指示 1 - ブランコ製作のインタビュー記事で、かぎかっこ「」に入っている言葉は何ですか?すべて挙げてください。
指示 2 - ブランコ製作のインタビュー記事のうち、「本番はいかがでしたか?」と「プロジェクトは成り立ちます。」の間を、両端も含めて一字一句そのまま書き写してください。

文書 -
+ + + + +
最初の頃は雲をつかむようなものでした。そもそもブランコをスムーズに揺動させることだけでも難しいのに、その揺動の力だけで前進させるなんて、普通はありえません。
製作の途中で気づいたのが、「これはパワー勝負だ」ということでした。いかに速くブランコを揺動させるか、揺動部分は重くしてブランコ全体は軽くするか。そこにさらに、レギュレーションの予算 10 万円という制約もあり、コストと性能のバランスに悩まされました。
「出力の大きいエンジンを使えばいいのでは」という意見も出ましたが、エンジンの性能をどこまで引き出せるか不安がありました。また、チーム内にエンジンに詳しいメンバーもいなかったため、そこに手を出したら完成しないだろうと判断しました。そこで、エンジンは早々に諦め、電気モーターでどこまでいけるか、どれだけコストバランスがいい高出力なモーターを選び、効率よくその力を推進力に変換できるか――そこに焦点を絞って舵を切りました。
本番はいかがでしたか?
夜会本番までに、25m走れる状態にはなっていましたが、後回しにしていた細部の微調整はまだ終わっていませんでした。
会場でモンスターを急いで設置し、残り時間で調整を続けました。もう必死で、テスターとはんだごてを自分で握り、「頑張れ!」「踏ん張って!」と周囲に声をかけながら、実際には自分自身を励ましていた気がします。それでもまだ完全には仕上がらず、ブランコ背面のステアリング用LEDがちゃんと点灯しないまま時間切れになってしまい、悔しい思いをしました。
しかし、第一試技と第二試技の間に設けられた10分間のピットタイムで修正を行い、LEDが正しく動作することを確認しました。だから第二試技に関しては、100%の完成度でさらに最速タイムに挑戦することができました。もちろん、まだやりたいことはたくさんありましたが、「ここまではやろう」と自分たちで決めた範囲は、すべて第二試技までに間に合わせることができました。
ピットタイムにはモンスターの移動時間も含まれるため、実際に作業できたのはわずか数分でしたが、メンバー全員がブランコの周りに集まり、それぞれが自分の役割を理解して動いていました。
何も言わなくても全員が自分の仕事を把握し、最後の最後までやり切ってくれた。この仲間たちだったからこそ、ここまで来られたと強く感じています。
この取り組み全体を通じて、エンジニアとはどのような存在だと感じましたか?
製品を生み出し、世の中に届け、新しい社会を作っていく。その要となるのは、やはりエンジニアだと改めて感じました。技術や製品を通して社会を変えていくことこそが、エンジニアの責任だと思います。
そして、そのエンジニアが全力を出せるよう支えるサポートメンバーの存在も欠かせません。みんなが一体となって、初めてプロジェクトは成り立ちます。
+ + + + +
行データ -
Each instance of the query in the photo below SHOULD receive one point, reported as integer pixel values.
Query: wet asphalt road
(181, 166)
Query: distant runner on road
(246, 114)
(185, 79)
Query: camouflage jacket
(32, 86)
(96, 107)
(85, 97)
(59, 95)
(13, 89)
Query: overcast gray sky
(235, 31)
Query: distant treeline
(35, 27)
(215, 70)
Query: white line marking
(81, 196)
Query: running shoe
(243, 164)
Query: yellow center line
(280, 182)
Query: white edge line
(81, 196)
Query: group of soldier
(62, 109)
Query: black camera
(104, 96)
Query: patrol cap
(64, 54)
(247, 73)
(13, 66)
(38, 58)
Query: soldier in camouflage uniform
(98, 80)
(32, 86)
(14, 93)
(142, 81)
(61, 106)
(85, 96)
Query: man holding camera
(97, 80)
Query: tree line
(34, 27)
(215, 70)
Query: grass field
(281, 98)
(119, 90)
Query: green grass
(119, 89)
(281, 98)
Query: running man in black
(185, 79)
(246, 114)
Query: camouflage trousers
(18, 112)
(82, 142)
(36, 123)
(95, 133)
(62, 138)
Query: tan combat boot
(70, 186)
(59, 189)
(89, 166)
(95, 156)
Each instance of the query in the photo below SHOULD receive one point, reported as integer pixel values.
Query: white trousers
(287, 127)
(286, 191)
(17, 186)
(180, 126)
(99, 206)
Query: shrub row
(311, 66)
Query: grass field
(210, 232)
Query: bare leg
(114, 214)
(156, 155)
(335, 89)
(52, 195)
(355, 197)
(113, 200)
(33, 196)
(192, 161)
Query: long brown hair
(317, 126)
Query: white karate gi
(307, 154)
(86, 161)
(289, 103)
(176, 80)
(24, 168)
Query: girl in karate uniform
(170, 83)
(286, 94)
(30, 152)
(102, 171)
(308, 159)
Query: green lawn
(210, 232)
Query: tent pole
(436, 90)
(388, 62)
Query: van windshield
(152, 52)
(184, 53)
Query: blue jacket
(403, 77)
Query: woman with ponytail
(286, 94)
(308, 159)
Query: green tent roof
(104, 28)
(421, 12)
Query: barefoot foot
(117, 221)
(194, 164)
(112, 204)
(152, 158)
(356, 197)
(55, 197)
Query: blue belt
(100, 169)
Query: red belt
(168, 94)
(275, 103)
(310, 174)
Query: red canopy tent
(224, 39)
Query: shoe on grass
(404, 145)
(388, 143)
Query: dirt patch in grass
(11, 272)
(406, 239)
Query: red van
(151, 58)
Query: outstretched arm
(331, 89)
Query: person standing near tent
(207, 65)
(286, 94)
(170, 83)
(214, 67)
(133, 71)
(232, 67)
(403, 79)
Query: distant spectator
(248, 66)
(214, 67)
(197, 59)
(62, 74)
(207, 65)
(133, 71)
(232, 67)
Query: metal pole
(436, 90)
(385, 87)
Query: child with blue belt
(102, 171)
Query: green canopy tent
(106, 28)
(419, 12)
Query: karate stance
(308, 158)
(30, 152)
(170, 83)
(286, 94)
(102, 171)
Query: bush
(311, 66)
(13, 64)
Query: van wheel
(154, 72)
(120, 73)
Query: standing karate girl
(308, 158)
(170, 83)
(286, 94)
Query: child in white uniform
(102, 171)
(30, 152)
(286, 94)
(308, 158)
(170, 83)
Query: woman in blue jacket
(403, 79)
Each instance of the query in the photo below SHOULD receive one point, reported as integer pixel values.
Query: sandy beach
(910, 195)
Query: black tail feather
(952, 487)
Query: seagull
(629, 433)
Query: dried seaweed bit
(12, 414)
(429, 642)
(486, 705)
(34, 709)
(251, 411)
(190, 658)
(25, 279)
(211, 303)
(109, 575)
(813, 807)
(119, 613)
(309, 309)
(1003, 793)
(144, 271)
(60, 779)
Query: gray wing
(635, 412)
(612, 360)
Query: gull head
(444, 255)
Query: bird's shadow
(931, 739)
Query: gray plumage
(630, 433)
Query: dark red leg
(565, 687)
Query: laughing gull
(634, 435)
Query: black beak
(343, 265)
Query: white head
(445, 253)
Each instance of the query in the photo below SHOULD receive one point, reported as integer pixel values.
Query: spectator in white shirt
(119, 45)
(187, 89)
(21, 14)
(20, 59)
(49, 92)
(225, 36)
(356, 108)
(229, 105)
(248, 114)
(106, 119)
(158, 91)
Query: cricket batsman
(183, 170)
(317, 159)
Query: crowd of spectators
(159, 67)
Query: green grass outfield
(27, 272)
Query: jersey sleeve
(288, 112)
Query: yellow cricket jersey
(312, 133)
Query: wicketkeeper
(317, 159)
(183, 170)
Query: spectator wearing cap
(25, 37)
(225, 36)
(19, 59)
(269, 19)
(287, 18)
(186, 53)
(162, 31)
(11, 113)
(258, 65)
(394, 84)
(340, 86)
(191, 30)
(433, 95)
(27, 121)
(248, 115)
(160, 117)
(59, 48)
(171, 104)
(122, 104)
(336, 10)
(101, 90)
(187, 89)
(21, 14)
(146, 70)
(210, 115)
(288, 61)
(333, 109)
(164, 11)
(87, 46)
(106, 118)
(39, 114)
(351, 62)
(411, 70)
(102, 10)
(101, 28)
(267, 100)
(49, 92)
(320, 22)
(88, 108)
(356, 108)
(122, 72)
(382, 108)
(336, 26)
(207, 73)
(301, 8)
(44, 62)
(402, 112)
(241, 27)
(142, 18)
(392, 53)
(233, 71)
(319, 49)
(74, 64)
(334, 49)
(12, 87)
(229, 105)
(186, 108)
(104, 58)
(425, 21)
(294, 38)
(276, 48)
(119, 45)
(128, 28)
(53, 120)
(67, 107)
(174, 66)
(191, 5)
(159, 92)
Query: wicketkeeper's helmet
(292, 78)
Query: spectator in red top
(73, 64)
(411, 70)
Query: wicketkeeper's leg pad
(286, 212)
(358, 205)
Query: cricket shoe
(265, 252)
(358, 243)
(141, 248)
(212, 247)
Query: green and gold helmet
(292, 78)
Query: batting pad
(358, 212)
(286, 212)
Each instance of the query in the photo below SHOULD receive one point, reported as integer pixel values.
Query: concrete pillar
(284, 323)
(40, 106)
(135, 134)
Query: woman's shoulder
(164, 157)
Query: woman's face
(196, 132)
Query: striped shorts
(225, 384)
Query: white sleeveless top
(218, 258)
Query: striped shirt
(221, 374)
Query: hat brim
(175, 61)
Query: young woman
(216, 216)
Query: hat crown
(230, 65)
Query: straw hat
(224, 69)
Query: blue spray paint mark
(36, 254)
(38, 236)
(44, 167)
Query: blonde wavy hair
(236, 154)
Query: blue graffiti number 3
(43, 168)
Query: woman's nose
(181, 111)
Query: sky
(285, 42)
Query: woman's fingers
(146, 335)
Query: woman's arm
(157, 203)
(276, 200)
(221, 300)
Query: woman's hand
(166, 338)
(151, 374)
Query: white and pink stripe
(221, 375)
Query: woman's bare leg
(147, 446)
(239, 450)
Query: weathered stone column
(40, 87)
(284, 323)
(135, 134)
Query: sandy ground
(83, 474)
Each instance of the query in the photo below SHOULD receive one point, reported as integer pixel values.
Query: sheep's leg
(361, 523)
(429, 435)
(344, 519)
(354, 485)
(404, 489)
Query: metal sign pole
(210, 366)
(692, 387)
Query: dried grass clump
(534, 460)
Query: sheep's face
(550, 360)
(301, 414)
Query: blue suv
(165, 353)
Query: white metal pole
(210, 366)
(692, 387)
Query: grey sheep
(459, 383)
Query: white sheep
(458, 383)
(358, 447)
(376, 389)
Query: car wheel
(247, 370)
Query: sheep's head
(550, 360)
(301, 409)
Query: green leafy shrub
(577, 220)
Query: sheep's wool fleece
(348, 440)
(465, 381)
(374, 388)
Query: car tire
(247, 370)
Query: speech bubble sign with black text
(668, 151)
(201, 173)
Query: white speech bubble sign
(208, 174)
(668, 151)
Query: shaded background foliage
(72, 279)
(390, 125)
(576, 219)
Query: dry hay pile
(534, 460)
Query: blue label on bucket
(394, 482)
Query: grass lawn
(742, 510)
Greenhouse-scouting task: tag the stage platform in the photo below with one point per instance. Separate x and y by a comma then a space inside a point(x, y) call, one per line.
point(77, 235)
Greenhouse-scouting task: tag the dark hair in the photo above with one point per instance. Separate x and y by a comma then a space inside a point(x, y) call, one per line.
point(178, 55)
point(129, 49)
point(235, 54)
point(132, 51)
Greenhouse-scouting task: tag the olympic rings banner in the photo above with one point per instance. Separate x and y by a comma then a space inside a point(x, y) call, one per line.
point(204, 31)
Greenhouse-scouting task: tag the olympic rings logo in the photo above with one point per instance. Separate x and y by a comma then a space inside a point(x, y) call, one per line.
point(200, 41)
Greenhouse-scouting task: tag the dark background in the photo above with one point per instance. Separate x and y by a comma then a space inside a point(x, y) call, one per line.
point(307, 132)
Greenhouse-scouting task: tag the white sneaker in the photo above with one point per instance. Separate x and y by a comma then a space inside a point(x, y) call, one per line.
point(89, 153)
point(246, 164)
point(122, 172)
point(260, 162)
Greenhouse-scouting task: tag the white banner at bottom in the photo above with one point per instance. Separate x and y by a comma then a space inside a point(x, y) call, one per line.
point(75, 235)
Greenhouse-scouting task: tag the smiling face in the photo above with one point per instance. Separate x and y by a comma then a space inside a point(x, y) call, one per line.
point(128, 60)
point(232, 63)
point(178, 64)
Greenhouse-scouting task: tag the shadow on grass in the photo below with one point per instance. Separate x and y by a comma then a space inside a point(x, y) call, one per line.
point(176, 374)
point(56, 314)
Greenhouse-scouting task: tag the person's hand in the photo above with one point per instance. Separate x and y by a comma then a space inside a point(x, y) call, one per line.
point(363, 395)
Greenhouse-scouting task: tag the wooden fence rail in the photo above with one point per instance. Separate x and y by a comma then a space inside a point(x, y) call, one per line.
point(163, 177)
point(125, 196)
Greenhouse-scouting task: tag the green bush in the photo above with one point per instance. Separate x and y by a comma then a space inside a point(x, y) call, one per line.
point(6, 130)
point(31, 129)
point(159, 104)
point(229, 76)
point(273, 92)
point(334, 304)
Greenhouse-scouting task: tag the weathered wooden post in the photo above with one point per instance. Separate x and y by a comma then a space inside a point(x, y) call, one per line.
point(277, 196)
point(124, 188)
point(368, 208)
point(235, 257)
+ + + + +
解答 1 -
- これはパワー勝負だ
- 出力の大きいエンジンを使えばいいのでは
- 頑張れ!
- 踏ん張って!
- ここまではやろう

解答 2 -
本番はいかがでしたか?
夜会本番までに、25m走れる状態にはなっていましたが、後回しにしていた細部の微調整はまだ終わっていませんでした。
会場でモンスターを急いで設置し、残り時間で調整を続けました。もう必死で、テスターとはんだごてを自分で握り、「頑張れ!」「踏ん張って!」と周囲に声をかけながら、実際には自分自身を励ましていた気がします。それでもまだ完全には仕上がらず、ブランコ背面のステアリング用LEDがちゃんと点灯しないまま時間切れになってしまい、悔しい思いをしました。
しかし、第一試技と第二試技の間に設けられた10分間のピットタイムで修正を行い、LEDが正しく動作することを確認しました。だから第二試技に関しては、100%の完成度でさらに最速タイムに挑戦することができました。もちろん、まだやりたいことはたくさんありましたが、「ここまではやろう」と自分たちで決めた範囲は、すべて第二試技までに間に合わせることができました。
ピットタイムにはモンスターの移動時間も含まれるため、実際に作業できたのはわずか数分でしたが、メンバー全員がブランコの周りに集まり、それぞれが自分の役割を理解して動いていました。
何も言わなくても全員が自分の仕事を把握し、最後の最後までやり切ってくれた。この仲間たちだったからこそ、ここまで来られたと強く感じています。
この取り組み全体を通じて、エンジニアとはどのような存在だと感じましたか?
製品を生み出し、世の中に届け、新しい社会を作っていく。その要となるのは、やはりエンジニアだと改めて感じました。技術や製品を通して社会を変えていくことこそが、エンジニアの責任だと思います。
そして、そのエンジニアが全力を出せるよう支えるサポートメンバーの存在も欠かせません。みんなが一体となって、初めてプロジェクトは成り立ちます。